● SET PROBLEM: Which lines in the material below contain the word "curb"? Pick out every one of them, treating uppercase and lowercase as different.
[Begin]
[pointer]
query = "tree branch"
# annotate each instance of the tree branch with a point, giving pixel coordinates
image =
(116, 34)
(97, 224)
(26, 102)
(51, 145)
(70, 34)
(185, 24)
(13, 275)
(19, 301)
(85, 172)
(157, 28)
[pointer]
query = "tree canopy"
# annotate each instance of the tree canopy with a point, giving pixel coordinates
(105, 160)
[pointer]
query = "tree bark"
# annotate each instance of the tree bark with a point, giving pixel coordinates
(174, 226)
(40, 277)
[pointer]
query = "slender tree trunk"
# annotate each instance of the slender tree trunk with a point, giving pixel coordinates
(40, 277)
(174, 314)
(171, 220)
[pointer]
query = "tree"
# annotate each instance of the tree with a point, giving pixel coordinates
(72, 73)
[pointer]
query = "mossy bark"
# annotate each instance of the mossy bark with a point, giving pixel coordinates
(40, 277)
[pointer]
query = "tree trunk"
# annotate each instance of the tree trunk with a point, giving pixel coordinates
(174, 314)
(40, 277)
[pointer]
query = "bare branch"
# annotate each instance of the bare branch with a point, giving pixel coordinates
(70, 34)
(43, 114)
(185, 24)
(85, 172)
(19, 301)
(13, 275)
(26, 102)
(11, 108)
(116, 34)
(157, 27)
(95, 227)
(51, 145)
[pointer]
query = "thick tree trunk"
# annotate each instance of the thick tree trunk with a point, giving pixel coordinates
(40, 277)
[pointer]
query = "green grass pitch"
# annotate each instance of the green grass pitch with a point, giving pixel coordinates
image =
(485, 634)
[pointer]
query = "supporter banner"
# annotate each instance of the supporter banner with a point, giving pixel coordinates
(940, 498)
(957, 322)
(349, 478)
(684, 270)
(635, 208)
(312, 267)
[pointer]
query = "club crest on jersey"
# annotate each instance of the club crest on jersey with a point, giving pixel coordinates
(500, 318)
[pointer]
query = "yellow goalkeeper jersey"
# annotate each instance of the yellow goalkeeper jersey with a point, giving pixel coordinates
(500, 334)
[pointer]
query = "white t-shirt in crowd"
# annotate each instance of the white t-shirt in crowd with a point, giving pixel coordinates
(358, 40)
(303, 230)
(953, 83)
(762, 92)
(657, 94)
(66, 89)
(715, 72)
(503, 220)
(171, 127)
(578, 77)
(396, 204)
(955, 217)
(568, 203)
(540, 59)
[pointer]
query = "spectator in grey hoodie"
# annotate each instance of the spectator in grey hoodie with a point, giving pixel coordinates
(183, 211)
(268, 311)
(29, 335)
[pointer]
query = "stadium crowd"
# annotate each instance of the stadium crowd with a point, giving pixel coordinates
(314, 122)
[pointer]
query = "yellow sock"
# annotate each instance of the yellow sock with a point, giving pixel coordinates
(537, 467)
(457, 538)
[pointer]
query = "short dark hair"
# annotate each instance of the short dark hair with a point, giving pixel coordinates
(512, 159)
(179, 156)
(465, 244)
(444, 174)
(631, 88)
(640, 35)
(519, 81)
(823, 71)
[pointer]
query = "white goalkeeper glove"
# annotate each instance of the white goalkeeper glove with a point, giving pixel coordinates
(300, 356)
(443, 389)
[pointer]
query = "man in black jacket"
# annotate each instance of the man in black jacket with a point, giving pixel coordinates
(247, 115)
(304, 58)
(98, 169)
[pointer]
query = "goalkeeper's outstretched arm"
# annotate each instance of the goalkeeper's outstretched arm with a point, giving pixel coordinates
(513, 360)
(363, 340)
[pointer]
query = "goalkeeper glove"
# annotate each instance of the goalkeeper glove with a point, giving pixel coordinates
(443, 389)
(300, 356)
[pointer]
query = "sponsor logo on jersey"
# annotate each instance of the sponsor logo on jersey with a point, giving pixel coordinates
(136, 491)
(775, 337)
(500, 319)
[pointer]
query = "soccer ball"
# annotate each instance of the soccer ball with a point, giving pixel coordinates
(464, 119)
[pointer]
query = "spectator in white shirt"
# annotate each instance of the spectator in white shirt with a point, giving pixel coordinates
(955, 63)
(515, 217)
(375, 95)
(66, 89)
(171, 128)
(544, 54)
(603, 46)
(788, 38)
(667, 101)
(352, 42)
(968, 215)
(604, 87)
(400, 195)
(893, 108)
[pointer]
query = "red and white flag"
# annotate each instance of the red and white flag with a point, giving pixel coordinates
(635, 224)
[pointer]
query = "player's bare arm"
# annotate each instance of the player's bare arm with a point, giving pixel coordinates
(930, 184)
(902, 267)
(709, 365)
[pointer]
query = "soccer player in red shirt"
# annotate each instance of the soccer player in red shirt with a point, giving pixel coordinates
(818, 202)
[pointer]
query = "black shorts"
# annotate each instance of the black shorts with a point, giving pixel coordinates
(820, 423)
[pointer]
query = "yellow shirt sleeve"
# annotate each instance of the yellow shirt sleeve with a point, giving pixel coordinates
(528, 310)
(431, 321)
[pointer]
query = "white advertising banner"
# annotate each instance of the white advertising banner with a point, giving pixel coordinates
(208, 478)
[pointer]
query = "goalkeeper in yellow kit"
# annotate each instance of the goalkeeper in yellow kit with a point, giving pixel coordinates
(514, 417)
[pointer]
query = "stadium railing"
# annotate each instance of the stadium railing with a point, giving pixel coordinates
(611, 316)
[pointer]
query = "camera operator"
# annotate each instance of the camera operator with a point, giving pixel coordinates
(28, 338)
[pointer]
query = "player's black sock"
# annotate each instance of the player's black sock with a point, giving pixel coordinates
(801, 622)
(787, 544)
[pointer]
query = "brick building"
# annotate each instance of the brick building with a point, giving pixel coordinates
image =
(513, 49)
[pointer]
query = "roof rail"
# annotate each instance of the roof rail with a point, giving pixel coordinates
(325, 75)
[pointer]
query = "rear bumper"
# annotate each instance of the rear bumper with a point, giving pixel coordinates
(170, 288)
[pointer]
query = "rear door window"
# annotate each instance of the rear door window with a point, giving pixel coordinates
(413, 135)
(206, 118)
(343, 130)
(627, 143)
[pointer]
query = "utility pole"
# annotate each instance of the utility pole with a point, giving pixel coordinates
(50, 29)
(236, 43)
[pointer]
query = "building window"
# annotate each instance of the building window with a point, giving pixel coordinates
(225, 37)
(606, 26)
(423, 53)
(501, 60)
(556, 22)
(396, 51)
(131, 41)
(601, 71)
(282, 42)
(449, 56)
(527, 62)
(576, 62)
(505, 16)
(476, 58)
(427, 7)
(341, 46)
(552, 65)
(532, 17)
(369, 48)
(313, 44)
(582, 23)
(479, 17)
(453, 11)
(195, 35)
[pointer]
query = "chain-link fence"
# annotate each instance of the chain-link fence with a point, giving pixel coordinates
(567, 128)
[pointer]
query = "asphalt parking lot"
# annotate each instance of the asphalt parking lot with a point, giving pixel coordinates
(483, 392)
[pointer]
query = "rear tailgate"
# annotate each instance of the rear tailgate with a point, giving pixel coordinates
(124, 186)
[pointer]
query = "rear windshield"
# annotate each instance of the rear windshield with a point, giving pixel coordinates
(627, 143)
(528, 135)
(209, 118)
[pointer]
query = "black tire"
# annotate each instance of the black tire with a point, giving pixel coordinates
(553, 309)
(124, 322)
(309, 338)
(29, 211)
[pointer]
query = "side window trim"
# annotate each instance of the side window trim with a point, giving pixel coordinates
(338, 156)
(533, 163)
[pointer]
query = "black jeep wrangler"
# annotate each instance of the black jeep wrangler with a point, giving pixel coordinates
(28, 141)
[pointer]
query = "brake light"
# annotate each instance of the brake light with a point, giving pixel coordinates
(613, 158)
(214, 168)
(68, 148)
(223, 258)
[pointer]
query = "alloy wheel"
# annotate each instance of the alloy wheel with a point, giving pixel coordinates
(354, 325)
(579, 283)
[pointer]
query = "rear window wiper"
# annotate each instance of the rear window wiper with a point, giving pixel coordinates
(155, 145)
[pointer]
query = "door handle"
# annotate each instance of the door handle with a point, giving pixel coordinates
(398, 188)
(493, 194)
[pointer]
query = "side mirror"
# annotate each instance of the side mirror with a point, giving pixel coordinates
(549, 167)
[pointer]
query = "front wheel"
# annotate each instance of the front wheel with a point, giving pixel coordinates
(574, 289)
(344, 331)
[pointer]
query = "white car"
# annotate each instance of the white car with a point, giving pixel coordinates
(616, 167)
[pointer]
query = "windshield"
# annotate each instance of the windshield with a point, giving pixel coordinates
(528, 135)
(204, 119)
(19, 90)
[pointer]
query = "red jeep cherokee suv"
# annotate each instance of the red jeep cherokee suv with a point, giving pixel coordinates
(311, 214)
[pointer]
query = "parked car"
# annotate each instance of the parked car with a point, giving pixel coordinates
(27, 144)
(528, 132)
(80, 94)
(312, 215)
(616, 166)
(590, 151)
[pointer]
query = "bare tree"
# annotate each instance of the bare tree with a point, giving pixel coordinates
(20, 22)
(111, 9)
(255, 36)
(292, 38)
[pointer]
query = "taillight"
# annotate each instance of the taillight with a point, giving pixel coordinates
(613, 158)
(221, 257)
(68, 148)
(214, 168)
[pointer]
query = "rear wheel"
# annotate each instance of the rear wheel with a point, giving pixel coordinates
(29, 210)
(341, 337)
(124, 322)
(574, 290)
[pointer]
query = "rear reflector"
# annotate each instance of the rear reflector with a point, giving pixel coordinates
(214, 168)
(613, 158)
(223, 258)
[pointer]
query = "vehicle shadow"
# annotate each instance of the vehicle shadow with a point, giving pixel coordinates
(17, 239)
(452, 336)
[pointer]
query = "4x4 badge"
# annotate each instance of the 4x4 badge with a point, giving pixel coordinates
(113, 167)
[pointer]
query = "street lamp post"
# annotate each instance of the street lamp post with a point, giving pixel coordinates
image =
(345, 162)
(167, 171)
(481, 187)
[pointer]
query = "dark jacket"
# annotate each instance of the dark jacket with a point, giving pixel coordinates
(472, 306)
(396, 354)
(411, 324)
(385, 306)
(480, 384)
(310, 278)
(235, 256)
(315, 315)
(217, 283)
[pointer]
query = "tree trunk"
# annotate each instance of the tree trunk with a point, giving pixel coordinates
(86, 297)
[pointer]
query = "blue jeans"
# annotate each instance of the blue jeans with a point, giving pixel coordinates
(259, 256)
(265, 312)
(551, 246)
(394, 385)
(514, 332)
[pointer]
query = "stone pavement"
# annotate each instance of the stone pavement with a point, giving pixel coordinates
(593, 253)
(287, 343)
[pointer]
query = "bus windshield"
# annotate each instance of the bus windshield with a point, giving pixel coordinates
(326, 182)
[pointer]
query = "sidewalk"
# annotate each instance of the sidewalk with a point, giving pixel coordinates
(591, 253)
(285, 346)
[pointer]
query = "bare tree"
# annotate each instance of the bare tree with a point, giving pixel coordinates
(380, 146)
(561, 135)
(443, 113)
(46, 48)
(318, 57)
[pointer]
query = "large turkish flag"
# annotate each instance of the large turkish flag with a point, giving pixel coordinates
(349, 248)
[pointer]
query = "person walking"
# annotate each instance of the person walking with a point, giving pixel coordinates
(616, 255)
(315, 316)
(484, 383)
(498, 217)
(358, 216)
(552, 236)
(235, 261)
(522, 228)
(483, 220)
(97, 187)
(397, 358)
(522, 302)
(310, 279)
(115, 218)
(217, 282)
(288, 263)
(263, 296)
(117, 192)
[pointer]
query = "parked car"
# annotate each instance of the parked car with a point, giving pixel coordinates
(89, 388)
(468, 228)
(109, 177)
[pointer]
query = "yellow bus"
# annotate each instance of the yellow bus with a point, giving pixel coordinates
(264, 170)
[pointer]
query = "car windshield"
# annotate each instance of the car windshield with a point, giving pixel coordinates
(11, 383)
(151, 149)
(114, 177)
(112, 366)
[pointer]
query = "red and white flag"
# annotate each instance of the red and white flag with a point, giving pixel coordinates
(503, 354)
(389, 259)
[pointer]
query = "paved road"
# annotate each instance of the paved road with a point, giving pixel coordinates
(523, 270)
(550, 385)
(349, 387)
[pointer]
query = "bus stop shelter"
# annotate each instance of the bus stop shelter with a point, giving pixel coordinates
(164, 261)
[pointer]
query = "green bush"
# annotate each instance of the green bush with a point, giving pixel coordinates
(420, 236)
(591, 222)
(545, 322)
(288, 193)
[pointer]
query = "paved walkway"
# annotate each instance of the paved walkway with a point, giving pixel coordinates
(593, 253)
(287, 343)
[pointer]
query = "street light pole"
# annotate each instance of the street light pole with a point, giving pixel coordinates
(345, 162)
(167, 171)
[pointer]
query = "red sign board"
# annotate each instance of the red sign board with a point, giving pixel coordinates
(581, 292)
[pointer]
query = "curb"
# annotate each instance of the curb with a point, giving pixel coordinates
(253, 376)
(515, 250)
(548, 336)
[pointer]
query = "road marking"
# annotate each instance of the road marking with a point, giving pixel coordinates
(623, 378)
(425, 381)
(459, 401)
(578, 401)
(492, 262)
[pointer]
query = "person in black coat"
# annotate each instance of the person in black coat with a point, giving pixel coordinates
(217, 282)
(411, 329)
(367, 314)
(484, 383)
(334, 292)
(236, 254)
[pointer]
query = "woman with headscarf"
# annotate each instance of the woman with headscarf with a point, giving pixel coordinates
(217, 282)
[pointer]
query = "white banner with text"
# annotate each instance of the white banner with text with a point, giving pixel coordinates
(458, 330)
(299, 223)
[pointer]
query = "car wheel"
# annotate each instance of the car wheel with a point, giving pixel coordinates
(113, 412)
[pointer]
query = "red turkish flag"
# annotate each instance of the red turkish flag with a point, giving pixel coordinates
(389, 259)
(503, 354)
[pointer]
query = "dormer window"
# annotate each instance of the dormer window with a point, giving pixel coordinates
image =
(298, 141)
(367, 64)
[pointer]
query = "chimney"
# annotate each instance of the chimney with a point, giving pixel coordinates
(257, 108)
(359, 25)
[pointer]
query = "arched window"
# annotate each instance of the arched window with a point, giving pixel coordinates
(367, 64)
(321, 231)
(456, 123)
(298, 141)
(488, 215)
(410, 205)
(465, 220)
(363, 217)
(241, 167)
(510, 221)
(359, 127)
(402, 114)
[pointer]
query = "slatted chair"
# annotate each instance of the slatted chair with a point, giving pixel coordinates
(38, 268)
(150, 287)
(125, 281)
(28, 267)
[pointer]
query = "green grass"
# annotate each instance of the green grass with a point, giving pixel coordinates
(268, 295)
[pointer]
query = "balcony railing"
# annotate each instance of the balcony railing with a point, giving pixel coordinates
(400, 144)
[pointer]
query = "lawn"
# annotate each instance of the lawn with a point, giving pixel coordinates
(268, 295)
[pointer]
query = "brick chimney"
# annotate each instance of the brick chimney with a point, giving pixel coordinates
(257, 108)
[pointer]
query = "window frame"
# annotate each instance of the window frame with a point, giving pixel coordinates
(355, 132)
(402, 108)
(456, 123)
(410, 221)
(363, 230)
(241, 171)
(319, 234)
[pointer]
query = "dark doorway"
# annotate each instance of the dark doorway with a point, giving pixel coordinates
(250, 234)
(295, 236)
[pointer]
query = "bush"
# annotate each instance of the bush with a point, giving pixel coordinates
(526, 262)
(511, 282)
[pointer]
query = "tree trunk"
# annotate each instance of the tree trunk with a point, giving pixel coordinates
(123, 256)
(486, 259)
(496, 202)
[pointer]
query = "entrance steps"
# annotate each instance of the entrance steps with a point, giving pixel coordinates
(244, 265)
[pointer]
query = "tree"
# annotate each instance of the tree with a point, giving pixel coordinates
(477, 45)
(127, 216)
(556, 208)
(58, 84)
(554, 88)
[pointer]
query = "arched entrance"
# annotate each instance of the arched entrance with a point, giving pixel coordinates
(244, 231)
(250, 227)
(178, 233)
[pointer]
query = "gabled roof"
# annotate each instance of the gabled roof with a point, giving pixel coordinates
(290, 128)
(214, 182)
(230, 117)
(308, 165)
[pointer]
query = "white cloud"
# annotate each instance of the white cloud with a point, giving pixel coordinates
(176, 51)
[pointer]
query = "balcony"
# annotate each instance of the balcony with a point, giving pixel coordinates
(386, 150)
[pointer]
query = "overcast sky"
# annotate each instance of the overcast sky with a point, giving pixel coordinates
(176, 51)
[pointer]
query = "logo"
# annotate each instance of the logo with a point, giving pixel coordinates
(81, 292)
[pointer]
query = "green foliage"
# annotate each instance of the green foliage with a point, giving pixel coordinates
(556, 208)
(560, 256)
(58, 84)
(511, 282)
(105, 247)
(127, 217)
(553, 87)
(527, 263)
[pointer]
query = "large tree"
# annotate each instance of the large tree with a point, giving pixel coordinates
[End]
● FINISHED ANSWER:
query = "curb"
# annotate each instance of the curb with a point, giving pixel coordinates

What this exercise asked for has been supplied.